Segment Start: Entries provided

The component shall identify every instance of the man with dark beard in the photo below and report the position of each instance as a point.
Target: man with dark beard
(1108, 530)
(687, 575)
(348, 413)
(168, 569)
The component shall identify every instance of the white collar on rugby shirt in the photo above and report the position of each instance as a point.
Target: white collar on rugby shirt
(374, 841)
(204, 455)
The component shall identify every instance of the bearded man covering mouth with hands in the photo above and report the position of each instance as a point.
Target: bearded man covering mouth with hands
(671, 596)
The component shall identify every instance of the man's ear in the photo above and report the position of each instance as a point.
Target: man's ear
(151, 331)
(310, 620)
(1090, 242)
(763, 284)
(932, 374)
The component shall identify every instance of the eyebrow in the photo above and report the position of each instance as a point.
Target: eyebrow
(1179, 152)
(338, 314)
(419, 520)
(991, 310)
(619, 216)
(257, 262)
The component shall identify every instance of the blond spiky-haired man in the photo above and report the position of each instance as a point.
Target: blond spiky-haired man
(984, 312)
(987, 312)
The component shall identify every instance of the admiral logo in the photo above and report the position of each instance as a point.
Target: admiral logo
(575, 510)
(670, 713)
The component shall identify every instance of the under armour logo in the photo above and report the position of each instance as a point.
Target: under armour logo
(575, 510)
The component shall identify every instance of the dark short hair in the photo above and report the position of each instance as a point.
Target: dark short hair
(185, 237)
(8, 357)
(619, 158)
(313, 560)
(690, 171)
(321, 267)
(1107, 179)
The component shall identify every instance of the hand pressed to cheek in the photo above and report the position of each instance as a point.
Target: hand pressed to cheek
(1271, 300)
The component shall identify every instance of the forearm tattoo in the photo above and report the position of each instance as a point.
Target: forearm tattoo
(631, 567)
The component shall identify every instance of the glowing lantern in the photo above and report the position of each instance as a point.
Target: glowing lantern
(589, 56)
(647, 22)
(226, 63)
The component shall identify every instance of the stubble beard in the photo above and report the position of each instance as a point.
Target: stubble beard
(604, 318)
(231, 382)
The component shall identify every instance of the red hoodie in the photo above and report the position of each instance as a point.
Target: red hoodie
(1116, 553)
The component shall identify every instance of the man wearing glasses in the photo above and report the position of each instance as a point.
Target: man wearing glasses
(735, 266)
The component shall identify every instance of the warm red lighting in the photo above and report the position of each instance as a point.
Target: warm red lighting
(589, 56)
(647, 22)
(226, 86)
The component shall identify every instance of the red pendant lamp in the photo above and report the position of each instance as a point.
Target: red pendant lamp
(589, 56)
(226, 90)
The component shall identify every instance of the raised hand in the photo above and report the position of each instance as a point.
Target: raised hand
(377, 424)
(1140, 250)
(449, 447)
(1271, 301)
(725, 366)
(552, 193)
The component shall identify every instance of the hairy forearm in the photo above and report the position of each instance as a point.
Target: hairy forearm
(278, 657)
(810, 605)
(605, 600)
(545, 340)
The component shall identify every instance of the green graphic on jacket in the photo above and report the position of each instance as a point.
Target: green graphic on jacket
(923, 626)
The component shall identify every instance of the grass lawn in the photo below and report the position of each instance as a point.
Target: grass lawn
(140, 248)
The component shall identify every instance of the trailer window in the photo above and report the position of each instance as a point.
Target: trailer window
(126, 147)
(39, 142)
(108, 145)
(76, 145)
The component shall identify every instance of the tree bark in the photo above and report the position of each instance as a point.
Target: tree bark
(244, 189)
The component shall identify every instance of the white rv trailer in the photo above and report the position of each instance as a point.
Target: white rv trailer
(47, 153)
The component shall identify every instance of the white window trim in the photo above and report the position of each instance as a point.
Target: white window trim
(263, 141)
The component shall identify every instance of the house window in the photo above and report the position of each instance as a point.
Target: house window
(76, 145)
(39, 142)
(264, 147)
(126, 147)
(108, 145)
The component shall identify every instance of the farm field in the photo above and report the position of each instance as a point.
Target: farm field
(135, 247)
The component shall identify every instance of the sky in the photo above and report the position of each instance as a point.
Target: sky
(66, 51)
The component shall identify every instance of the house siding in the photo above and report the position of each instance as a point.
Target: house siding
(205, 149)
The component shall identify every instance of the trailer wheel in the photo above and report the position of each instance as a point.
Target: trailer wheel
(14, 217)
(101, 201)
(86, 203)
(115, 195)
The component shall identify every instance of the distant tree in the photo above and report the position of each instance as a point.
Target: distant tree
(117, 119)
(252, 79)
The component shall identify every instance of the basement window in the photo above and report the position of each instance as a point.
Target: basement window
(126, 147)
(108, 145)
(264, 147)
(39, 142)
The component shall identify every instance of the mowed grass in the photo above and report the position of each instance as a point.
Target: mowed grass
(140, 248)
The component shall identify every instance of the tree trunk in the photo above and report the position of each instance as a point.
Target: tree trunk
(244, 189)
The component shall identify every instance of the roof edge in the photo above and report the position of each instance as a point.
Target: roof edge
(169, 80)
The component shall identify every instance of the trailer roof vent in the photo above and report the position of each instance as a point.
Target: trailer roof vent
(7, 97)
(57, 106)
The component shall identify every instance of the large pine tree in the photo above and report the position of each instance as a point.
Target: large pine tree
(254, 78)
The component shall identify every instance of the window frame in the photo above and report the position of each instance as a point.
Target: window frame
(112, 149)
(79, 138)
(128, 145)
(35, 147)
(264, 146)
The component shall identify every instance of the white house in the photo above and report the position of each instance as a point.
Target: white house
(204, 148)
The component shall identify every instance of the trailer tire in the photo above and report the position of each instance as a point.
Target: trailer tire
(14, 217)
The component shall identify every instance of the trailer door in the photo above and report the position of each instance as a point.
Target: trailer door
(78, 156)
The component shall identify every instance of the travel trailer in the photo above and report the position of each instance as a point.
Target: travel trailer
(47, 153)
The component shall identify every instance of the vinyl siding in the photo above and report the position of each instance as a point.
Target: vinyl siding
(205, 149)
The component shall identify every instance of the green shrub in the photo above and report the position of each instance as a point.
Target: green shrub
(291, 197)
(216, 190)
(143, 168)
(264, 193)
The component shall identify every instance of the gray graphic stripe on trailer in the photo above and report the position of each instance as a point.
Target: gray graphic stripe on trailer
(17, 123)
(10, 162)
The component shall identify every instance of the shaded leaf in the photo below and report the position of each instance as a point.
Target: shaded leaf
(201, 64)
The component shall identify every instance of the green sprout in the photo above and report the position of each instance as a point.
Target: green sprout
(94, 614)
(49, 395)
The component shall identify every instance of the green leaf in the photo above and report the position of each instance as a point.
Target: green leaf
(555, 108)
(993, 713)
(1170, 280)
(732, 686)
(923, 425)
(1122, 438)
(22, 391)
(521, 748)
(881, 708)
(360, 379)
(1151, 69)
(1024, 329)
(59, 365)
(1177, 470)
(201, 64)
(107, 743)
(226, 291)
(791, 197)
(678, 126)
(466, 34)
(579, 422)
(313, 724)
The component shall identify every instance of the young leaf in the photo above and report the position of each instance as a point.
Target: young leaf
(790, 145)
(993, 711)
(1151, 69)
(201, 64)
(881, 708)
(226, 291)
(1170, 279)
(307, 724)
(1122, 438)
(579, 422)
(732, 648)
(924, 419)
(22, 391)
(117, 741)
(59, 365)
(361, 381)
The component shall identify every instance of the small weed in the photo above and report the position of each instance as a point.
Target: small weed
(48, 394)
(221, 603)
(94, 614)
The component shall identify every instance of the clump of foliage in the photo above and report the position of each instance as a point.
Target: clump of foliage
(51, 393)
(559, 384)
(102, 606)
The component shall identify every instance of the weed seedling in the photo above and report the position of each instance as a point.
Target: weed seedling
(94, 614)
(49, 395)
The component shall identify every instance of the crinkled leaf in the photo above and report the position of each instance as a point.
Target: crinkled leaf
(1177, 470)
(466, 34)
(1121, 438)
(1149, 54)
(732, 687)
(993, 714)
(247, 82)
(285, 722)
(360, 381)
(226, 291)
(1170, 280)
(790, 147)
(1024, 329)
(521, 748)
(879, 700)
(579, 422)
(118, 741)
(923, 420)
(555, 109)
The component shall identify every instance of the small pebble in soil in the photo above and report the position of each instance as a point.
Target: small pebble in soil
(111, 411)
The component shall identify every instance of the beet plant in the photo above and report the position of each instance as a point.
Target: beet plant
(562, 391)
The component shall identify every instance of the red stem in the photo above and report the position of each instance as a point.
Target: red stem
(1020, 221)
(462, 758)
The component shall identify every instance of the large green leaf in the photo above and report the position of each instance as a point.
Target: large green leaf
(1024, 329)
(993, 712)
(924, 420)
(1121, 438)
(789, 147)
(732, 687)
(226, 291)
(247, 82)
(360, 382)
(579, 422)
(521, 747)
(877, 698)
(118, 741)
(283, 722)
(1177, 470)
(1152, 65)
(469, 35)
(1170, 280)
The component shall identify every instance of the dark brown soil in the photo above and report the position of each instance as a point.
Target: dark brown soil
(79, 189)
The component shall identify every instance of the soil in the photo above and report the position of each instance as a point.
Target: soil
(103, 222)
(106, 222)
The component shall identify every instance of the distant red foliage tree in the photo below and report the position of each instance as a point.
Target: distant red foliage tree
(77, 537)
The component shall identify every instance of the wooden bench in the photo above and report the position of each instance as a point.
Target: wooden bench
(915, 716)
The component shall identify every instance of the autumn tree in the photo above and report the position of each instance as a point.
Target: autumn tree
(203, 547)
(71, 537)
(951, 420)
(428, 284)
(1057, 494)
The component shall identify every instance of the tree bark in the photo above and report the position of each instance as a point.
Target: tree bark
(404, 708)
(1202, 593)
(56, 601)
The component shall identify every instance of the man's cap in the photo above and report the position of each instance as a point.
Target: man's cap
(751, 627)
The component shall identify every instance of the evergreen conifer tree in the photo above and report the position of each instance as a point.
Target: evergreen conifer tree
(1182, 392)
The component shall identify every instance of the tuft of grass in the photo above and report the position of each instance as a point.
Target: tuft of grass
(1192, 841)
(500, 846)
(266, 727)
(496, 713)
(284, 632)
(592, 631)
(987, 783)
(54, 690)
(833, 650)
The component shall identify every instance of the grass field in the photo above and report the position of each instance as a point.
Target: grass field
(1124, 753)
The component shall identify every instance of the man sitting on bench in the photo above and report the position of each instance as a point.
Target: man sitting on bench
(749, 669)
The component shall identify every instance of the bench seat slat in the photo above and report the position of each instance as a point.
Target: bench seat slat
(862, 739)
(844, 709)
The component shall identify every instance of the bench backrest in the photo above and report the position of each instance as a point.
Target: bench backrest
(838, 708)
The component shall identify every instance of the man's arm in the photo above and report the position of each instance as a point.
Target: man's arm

Segment End: Entries provided

(Aim of the exercise) Only exact copies of the lines from the one containing "Target: bench backrest" to the end of the records belong in the answer.

(Exercise response)
Target: bench backrest
(838, 708)
The component shall identify every instance of the man's arm in the photo above and report the position of each instance as a point.
Target: man's arm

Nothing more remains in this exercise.